__What to produce__. Identify every line in the entries below that contains the string "mine", and copy each such line.

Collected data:
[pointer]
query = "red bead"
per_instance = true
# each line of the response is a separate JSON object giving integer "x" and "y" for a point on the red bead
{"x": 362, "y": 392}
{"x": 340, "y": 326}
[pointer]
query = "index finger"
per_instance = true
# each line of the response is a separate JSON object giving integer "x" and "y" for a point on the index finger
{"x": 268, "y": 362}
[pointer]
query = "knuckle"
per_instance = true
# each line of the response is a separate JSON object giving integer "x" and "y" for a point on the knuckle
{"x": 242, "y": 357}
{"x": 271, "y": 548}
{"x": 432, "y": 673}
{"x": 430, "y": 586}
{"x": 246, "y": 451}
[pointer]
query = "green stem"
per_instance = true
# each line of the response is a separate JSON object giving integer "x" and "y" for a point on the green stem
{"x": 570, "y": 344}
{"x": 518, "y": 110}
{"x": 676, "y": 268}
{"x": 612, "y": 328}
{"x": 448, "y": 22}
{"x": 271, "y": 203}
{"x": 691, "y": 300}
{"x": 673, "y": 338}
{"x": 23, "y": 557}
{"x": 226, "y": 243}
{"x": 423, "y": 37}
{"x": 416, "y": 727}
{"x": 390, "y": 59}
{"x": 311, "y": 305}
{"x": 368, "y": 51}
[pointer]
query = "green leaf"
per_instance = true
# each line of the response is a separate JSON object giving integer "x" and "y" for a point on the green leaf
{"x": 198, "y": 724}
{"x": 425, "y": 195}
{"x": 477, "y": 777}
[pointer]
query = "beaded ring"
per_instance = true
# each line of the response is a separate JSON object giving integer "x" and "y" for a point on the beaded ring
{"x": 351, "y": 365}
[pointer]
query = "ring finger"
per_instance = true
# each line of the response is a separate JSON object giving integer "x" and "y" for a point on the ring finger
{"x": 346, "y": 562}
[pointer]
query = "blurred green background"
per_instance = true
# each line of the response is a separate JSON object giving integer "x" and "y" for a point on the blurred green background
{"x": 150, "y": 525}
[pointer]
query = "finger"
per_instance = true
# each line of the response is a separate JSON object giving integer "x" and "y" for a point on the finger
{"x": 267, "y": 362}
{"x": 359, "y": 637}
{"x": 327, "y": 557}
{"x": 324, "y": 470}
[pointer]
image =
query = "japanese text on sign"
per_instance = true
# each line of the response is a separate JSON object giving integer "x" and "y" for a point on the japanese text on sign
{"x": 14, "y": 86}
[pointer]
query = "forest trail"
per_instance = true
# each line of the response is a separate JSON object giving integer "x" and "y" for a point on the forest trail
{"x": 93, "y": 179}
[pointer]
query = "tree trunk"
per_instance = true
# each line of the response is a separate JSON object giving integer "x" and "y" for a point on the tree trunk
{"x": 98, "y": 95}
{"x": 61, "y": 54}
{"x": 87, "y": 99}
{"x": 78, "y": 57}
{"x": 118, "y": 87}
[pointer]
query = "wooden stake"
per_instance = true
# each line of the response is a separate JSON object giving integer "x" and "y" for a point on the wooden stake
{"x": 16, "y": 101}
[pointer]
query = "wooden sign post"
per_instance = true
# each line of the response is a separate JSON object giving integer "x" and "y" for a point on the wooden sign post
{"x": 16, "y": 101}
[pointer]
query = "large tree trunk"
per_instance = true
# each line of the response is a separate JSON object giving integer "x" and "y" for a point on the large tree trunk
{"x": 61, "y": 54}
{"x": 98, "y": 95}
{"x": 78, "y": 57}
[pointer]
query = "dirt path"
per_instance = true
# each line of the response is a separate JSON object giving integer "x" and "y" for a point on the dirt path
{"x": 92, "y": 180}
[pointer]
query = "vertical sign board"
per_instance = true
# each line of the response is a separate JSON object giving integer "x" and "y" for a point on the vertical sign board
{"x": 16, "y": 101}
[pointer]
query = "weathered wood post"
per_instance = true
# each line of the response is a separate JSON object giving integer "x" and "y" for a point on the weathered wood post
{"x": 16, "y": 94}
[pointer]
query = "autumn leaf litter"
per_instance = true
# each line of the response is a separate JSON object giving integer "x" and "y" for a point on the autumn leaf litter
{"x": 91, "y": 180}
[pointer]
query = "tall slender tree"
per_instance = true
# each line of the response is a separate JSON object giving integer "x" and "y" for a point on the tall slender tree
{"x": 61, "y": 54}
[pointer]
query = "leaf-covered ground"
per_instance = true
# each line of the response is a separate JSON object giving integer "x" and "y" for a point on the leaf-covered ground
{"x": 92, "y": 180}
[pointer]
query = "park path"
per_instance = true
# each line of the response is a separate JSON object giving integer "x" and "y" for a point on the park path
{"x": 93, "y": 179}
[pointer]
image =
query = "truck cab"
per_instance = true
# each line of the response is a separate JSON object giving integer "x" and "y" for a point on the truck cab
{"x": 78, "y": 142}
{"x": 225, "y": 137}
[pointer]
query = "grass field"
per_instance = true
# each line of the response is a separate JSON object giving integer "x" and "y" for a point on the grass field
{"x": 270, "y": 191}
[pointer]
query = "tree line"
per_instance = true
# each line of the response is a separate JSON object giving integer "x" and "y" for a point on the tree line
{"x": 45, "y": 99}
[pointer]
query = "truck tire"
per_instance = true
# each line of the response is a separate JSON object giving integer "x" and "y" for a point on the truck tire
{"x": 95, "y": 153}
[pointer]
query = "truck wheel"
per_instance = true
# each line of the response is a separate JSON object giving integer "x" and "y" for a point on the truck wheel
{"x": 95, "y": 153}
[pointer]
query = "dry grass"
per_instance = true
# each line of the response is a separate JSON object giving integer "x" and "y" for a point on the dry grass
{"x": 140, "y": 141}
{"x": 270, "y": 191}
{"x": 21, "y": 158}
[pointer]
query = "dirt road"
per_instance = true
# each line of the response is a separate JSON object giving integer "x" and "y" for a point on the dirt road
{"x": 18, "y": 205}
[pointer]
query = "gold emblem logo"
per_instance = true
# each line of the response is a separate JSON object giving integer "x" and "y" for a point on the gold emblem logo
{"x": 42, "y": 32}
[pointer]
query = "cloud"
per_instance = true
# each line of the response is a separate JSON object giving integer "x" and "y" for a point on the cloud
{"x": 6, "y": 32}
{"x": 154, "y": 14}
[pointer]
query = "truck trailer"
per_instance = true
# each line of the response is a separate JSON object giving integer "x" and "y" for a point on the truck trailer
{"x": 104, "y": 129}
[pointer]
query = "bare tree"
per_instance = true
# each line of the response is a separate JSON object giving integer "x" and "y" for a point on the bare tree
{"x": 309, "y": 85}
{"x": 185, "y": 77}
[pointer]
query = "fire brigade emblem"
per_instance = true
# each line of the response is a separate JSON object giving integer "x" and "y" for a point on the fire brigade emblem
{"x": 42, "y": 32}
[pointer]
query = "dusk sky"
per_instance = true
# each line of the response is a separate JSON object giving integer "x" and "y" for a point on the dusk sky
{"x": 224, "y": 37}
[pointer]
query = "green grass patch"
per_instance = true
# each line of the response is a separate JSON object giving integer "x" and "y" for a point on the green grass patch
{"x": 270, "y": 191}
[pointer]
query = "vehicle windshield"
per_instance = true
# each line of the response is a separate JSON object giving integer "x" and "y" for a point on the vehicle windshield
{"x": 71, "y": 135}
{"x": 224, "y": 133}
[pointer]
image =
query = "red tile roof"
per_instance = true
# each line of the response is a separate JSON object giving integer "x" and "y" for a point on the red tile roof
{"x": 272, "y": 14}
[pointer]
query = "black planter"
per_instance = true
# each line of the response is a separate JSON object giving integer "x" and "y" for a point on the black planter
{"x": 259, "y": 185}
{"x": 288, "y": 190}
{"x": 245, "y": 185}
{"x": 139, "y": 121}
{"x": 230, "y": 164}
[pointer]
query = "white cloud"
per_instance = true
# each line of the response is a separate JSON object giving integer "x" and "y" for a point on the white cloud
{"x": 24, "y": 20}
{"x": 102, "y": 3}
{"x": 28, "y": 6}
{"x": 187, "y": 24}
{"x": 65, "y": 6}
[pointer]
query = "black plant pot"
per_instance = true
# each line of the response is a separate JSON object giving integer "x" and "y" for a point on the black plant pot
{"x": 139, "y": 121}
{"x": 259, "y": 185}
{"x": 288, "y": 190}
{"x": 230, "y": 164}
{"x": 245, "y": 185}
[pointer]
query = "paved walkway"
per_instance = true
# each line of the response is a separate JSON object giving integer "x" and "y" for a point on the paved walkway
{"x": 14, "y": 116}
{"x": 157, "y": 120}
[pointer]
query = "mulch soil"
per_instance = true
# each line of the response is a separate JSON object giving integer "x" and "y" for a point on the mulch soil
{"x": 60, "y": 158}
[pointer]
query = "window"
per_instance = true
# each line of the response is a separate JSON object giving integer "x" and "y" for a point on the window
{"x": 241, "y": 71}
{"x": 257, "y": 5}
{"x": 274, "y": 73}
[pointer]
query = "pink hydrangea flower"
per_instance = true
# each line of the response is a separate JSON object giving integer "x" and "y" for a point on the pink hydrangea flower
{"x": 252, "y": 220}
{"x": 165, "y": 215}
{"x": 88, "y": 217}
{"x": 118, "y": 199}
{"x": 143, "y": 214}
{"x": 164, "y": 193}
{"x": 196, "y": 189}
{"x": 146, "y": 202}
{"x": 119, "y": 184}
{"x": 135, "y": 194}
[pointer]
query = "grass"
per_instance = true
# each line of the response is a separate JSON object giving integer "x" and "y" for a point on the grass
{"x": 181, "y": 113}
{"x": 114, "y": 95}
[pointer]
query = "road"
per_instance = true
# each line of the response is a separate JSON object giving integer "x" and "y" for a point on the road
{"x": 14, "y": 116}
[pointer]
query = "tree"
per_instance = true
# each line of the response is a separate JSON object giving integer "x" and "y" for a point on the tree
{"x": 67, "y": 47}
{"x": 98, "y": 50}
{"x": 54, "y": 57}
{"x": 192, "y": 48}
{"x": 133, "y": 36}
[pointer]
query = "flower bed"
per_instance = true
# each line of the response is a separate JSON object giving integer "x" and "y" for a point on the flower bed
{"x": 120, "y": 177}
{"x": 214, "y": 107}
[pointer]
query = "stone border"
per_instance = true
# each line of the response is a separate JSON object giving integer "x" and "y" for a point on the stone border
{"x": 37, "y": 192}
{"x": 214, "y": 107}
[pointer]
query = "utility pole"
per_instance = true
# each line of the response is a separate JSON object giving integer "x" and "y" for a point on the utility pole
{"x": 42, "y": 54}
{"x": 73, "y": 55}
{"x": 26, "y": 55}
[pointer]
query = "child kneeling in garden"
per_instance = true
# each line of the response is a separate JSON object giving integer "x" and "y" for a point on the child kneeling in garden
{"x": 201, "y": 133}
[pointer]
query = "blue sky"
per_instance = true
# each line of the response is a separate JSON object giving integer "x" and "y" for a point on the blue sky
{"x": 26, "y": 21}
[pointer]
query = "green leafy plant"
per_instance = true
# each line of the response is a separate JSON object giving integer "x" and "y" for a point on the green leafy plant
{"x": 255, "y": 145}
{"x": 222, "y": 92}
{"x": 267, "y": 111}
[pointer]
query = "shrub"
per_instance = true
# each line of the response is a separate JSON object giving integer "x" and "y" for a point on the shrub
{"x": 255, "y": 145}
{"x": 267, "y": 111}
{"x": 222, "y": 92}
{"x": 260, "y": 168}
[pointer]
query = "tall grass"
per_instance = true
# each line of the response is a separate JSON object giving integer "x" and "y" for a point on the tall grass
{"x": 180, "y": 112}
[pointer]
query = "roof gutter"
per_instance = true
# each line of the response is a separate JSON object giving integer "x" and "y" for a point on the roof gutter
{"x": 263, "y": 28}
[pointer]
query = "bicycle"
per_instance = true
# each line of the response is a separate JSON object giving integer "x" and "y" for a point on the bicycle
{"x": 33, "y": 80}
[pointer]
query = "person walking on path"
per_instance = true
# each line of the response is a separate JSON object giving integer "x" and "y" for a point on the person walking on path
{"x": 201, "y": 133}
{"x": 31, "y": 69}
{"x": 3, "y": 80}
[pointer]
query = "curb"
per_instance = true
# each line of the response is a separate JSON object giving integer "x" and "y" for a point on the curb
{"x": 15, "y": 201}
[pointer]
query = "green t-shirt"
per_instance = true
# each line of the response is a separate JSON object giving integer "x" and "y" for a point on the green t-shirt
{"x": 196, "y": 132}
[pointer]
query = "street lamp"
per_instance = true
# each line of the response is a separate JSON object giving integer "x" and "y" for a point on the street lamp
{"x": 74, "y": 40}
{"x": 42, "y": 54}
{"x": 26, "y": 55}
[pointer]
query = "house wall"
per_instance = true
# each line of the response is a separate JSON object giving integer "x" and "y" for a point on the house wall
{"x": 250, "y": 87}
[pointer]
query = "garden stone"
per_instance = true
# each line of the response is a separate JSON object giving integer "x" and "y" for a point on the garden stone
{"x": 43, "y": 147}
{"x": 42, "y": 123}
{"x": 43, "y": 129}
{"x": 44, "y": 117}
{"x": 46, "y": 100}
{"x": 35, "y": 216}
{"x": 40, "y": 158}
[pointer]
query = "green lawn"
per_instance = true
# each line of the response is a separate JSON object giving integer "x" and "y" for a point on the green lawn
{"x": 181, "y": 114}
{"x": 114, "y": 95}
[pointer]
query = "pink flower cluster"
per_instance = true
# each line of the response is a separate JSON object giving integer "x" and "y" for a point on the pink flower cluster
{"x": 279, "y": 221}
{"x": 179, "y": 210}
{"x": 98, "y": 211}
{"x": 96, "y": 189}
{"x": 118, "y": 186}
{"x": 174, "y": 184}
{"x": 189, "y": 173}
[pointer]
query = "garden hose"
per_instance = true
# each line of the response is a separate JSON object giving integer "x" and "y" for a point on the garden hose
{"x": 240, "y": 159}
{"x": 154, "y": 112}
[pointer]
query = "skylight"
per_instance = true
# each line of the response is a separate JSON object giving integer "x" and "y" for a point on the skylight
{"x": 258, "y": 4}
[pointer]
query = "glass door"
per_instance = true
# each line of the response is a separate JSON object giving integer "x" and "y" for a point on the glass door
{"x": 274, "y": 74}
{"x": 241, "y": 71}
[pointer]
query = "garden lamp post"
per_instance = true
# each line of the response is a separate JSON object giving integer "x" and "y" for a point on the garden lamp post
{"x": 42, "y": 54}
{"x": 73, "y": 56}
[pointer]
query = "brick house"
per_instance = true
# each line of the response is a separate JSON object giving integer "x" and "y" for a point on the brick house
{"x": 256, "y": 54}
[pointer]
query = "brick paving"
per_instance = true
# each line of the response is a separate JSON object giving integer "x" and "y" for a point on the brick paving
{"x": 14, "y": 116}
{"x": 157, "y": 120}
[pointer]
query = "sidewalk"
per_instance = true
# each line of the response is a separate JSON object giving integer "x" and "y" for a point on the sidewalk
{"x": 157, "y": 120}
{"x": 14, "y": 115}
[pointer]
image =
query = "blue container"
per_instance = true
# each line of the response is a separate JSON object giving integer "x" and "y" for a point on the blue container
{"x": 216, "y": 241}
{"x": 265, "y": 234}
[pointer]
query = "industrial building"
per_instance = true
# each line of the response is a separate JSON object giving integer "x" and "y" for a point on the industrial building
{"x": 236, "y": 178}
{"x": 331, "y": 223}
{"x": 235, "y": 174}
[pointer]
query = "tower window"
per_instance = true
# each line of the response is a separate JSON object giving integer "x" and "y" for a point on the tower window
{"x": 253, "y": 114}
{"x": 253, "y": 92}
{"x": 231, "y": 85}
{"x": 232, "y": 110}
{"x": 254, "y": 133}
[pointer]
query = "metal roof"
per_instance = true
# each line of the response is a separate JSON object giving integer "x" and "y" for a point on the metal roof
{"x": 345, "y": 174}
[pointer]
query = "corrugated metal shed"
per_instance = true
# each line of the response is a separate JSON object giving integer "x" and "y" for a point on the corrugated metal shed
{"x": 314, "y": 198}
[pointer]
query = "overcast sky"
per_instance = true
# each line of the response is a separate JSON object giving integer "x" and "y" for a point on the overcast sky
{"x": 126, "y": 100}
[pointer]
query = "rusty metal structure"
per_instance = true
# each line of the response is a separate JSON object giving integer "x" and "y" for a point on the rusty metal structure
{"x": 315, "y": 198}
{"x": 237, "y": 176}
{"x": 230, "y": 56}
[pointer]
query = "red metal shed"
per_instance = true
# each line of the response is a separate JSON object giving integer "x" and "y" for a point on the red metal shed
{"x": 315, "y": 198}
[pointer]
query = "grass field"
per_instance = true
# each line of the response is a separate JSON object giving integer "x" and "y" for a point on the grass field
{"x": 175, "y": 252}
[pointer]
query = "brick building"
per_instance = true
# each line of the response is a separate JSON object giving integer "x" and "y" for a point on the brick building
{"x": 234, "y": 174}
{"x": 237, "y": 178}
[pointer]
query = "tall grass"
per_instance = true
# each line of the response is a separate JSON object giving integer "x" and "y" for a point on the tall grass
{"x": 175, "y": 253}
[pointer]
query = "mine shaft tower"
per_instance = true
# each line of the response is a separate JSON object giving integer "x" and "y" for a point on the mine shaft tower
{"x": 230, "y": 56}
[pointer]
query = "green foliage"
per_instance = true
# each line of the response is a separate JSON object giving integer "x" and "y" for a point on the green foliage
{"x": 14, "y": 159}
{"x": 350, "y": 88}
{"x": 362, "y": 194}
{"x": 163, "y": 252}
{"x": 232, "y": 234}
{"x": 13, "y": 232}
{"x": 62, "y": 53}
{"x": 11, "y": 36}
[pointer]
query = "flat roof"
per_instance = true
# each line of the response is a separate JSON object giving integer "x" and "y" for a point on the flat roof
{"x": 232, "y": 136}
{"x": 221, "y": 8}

__Exercise output__.
query = "mine shaft tower"
# each line of the response is a separate JSON object giving integer "x" and "y" for a point on the mine shaft tower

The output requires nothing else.